_WORK ORDER_.
Please continue the essay below on LLMs versus ad-laden search results, starting right after its final sentence.

A screenshot of the number one ranked page on Google for the query 'python decorators'

The #1 ranked page for “python decorator” is a bloated mess full of ads, cross-promotion, and waffling.

Candidates are sometimes novice programmers, sometimes experienced programmers but not in Python, and the rank #1 Google result has them scrolling up and down stressfully for the information they need. ChatGPT gives exactly the right information after basic prompting and about 400ms of token generation. Too good, too powerful.

Beyond the ad-free experience and a training corpus free of bad SEO crap, I find the chat interface really natural after spending a decade in chat forums and Slack workspaces. The medium is the message. It is under-appreciated how focusing and productive a primarily text-based, two-party conversation can be. It is now said that private chat applications such as Discord and Facebook Messenger have become the safe haven away from ads, bots, and distracting bullshit. It sometimes happens that Reddit and Youtube have the technical information I’m searching for at work, but these are entertainment platforms and always do their best to get me clicking on some cotton-candy video once they’ve served me an interesting r/rust comment or Jon Gjengset video.

This product side of ChatGPT is obviously the bit to worry most about. In these early days the incentives between producers and consumers are well aligned. If LLMs are genuinely useful then people will pay $20/month for a subscription and businesses will pay $1000s a day to build products and features on top of them. But is this enough for OpenAI, Anthropic, and the rest? We must be ready for ads to enter the revenue stream, and when they do we’re basically back where we started.

This incentive misalignment doesn’t pose a fundamental problem to my LLM usage though. I bet that this incentive problem will be a huge boon to open-source LLM development and spur the creation of multiple unicorn startups offering LLM products to professionals. But the free users of LLM products? Well, they’re in trouble.

LLMs, just like the internet, are on net a big help to the media literate, educated, and experienced. When using an LLM I’m quite familiar with how it works, how it’s limited, I have a clear idea of my problem and my goal, and I know how to ask the right questions. Effective use of LLMs for serious purposes require a user to know a lot about the topic of conversation. LLMs hallucinate and they get lost and they babble. I like antirez’s characterization of them as a “stupid savant”.

[Data items]

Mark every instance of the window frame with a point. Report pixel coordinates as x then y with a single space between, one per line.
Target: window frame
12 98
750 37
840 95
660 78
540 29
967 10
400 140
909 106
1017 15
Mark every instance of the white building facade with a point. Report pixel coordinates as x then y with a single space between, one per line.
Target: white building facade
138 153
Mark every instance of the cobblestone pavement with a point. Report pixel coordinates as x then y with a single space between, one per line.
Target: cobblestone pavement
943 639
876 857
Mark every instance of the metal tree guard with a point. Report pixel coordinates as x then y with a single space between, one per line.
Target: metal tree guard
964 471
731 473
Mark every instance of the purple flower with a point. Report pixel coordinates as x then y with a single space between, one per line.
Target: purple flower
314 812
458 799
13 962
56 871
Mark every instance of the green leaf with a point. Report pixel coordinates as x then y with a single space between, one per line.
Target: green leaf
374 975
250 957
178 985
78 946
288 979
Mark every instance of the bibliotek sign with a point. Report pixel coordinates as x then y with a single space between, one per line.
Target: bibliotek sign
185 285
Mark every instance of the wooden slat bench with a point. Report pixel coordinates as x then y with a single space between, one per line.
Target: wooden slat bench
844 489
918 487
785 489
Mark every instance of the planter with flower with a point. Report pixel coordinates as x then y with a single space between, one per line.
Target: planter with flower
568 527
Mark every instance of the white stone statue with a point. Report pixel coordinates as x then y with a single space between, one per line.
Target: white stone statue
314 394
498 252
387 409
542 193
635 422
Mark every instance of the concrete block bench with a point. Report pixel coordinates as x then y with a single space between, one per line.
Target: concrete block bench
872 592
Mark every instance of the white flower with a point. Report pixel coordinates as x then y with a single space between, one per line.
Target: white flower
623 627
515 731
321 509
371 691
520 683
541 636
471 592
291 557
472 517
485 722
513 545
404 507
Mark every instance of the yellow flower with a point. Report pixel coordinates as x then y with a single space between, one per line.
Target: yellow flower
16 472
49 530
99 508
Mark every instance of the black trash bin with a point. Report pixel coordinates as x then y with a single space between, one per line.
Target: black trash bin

_OUTPUT OF THE TASK_.
Unfortunately, most users of LLMs and of the internet cannot and will not approach LLMs in this fashion. The world-wide-web “information superhighway” has not led to an increase in public knowledge. And just as “you can see the computer age everywhere but in the productivity statistics”, you can see the PC revolution in schools but not in the national testing results (which are trending down in my country, Australia). I don’t think LLMs are close to an answer to Bloom’s 2 sigma problem. I don’t think they’re good learning tools, and I don’t think they are tools of mass literacy. They’re tools best for the already literate, the already learned. I won’t say more on the dehumanizing side of LLMs, as this post is about how fantastic LLMs are, but I’ve generally found Ezra Klein’s commentary to be an appropriate mix of appreciation and concern.

The LLMs are good

I got into software because I read stuff like Tim’s Urban’s AI Revolution series and got massively hyped on AGI. I could not code my way out of a wet paper bag, but I wanted to help make a two-bit god. I was young. I was naive. But I’m not embarrassed about it. Every since the dawn of computing people way smarter than me have dreamt of building AI. Their part to play was the Difference Machine, The Test, the vacuum tube, LISP, Shakey, A* search, Arpanet, it goes on and on. Sure, these LLMs aren’t AGI and I personally don’t believe that just 5 OOMs more data will be enough. But it’s fucking crazy that this LLM thing actually works at all. It says something about society’s disassociation, jadedness and alienation from industrial progress that these LLM breakthroughs didn’t spawn a parade or even a public party. In 1927 Charles Lindbergh crossed the Atlantic ocean in a airplane, touched down in Paris, and the whole city went bananas.

GPT-4 is a marvel. It’s brilliant. It’s wonderful. Now—how do we stick ads in it?